PROVIDED RECORDS:
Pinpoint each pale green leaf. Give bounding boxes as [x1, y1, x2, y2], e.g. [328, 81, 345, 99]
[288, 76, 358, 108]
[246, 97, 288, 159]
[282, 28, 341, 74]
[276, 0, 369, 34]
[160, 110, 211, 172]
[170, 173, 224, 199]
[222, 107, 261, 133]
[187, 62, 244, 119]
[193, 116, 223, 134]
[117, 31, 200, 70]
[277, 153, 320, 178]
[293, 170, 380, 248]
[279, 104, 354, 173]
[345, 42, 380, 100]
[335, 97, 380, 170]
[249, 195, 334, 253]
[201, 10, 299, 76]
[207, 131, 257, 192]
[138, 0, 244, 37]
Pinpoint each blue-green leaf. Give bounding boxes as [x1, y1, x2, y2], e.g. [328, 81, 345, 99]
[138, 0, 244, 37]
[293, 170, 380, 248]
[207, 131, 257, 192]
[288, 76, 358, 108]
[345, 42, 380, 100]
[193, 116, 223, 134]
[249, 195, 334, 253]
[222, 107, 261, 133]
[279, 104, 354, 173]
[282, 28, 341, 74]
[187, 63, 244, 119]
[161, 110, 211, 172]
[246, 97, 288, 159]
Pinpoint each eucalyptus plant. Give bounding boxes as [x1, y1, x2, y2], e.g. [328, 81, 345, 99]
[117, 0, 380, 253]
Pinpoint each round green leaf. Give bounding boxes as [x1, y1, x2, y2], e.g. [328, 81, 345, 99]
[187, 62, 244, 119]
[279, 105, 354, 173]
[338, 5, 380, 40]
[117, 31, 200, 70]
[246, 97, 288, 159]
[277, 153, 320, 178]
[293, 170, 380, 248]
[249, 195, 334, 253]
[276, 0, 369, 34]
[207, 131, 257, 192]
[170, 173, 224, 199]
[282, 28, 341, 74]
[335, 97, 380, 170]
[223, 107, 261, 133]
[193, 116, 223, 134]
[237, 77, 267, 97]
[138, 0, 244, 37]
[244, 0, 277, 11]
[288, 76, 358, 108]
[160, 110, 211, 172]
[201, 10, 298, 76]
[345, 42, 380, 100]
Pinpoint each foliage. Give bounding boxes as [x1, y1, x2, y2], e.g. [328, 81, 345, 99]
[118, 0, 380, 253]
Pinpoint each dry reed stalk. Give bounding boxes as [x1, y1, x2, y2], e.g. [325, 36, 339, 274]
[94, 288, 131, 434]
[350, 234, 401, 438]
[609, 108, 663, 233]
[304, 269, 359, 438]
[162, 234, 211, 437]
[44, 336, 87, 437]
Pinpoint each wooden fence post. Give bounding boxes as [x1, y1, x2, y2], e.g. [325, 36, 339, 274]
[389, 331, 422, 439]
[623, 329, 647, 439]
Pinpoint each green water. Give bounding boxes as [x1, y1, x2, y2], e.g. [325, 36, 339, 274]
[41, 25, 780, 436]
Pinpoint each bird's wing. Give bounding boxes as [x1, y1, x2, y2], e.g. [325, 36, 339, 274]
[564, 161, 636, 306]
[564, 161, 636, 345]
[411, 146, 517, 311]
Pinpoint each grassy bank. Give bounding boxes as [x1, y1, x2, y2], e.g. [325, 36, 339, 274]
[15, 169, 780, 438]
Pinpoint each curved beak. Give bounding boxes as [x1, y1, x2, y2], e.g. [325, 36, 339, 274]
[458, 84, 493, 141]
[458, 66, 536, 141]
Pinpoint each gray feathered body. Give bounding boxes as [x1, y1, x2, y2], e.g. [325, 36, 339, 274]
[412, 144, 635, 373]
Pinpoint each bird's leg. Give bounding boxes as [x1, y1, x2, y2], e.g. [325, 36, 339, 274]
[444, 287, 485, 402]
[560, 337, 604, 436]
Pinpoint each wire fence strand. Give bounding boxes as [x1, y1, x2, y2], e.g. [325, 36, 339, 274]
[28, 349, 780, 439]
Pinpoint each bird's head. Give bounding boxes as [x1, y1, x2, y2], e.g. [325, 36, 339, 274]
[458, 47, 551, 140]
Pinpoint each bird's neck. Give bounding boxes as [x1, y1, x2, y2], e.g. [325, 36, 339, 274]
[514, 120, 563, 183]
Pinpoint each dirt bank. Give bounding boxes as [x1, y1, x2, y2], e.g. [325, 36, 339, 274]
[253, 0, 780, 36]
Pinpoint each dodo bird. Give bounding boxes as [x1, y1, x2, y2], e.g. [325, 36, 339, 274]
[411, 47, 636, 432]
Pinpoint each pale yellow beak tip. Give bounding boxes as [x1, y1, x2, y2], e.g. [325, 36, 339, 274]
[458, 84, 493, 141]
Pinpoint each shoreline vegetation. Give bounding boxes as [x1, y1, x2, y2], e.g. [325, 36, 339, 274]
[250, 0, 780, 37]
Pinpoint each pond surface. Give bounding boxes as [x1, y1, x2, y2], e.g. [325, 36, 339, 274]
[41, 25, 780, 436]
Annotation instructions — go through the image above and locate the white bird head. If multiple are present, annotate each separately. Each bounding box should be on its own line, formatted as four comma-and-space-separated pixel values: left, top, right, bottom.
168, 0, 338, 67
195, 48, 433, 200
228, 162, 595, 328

GOAL OF THE EXERCISE:
Reproduce all of the records above line for line, changing nothing and keeping their original order.

THE RESPONSE:
Pinpoint each pale green leaf. Give bounding boxes as [x1, y1, x2, y2], e.g. [328, 81, 345, 99]
[288, 76, 358, 108]
[246, 97, 288, 159]
[282, 28, 341, 74]
[276, 0, 369, 34]
[160, 110, 211, 172]
[170, 173, 224, 199]
[222, 107, 261, 133]
[187, 62, 244, 119]
[193, 116, 223, 134]
[117, 31, 200, 70]
[277, 153, 320, 178]
[293, 170, 380, 248]
[279, 104, 354, 173]
[345, 42, 380, 100]
[335, 97, 380, 170]
[249, 195, 334, 253]
[201, 10, 299, 76]
[207, 131, 257, 192]
[138, 0, 244, 37]
Pinpoint each blue-green leaf. Give bounding boxes as [x1, y1, x2, y2], e.g. [328, 81, 345, 99]
[138, 0, 244, 37]
[293, 170, 380, 248]
[207, 131, 257, 192]
[288, 76, 358, 108]
[345, 42, 380, 100]
[193, 116, 223, 134]
[249, 195, 334, 253]
[222, 107, 261, 133]
[279, 104, 354, 173]
[282, 28, 341, 74]
[187, 63, 244, 119]
[161, 110, 211, 172]
[246, 97, 288, 159]
Pinpoint each eucalyptus plant. Give bounding boxes as [x1, y1, x2, y2], e.g. [328, 81, 345, 99]
[117, 0, 380, 253]
Pinpoint each round green leaf. Give bounding boxes as [x1, y1, x2, y2], e.g. [328, 81, 345, 99]
[187, 62, 244, 119]
[279, 105, 354, 173]
[338, 5, 380, 40]
[117, 31, 200, 70]
[246, 97, 288, 159]
[277, 153, 320, 178]
[293, 170, 380, 248]
[249, 195, 334, 253]
[276, 0, 369, 34]
[207, 131, 257, 192]
[170, 173, 224, 199]
[282, 28, 341, 74]
[335, 97, 380, 170]
[223, 107, 261, 133]
[193, 116, 223, 134]
[237, 77, 267, 97]
[138, 0, 244, 37]
[244, 0, 277, 11]
[288, 76, 358, 108]
[160, 110, 211, 172]
[201, 10, 298, 76]
[345, 42, 380, 100]
Pinpoint each foliage. Give bounding boxes as [x1, y1, x2, y2], e.g. [328, 81, 345, 99]
[118, 0, 380, 253]
Pinpoint each dry reed stalk. Give bounding boxes as [x1, y1, x2, y2], e.g. [325, 36, 339, 274]
[94, 288, 131, 434]
[350, 234, 401, 438]
[609, 108, 663, 233]
[304, 269, 359, 438]
[162, 234, 211, 437]
[44, 336, 87, 437]
Pinpoint each wooden fence post. Give bounding boxes as [x1, y1, x2, y2], e.g. [325, 36, 339, 274]
[389, 331, 422, 439]
[623, 329, 647, 439]
Pinpoint each green water. Give bounding boxes as [x1, y1, x2, y2], e.g. [325, 36, 339, 274]
[41, 25, 780, 436]
Pinpoint each bird's wing. Give bounding boxes as [x1, y1, x2, y2], e.g. [325, 36, 339, 274]
[564, 161, 636, 306]
[564, 161, 636, 345]
[411, 146, 517, 311]
Pinpoint each grassy bank. Give bounding boxes as [x1, y1, x2, y2], e.g. [325, 36, 339, 274]
[15, 169, 780, 438]
Pinpoint each curved beak. Give bounding boxes as [x1, y1, x2, y2], e.g. [325, 36, 339, 274]
[458, 84, 493, 141]
[458, 66, 536, 141]
Pinpoint each gray feathered body. Give bounding boxes as [x1, y1, x2, y2], e.g. [325, 36, 339, 274]
[412, 144, 635, 373]
Pinpoint each bird's leg. Give bounding boxes as [x1, y1, x2, y2], e.g. [325, 36, 339, 274]
[444, 287, 485, 402]
[560, 337, 604, 436]
Pinpoint each wire fence strand. Give bounding boxes as [x1, y1, x2, y2], e.g. [325, 36, 339, 274]
[28, 349, 780, 439]
Pinpoint each bird's head. Give bounding boxes as [x1, y1, x2, y2], e.g. [325, 36, 339, 274]
[458, 47, 551, 140]
Pinpoint each bird's neck. Give bounding boxes as [x1, y1, x2, y2], e.g. [325, 36, 339, 274]
[514, 120, 563, 183]
Pinpoint each dirt bank. Give bounding boxes as [x1, y1, x2, y2], e.g. [325, 36, 339, 274]
[253, 0, 780, 36]
Pinpoint each dodo bird. Give bounding boxes as [x1, y1, x2, y2], e.g. [325, 36, 339, 274]
[411, 47, 636, 432]
Pinpoint each pale yellow beak tip. Give bounding boxes as [x1, y1, x2, y2], e.g. [325, 36, 339, 274]
[458, 84, 493, 141]
Pinpoint each shoreline vegetation. Give bounding boxes as [x1, y1, x2, y2], e.g. [325, 36, 339, 274]
[250, 0, 780, 37]
Pinpoint each pond surface. Give bounding boxes as [x1, y1, x2, y2], e.g. [325, 36, 339, 274]
[41, 25, 780, 436]
Annotation instructions — go through the image above and locate the white bird head. If multiple are present, annotate each separately. Each bounding box should be on its own line, formatted as four comma-and-space-separated pixel values: left, top, right, bottom.
168, 0, 338, 67
195, 48, 433, 200
228, 162, 595, 328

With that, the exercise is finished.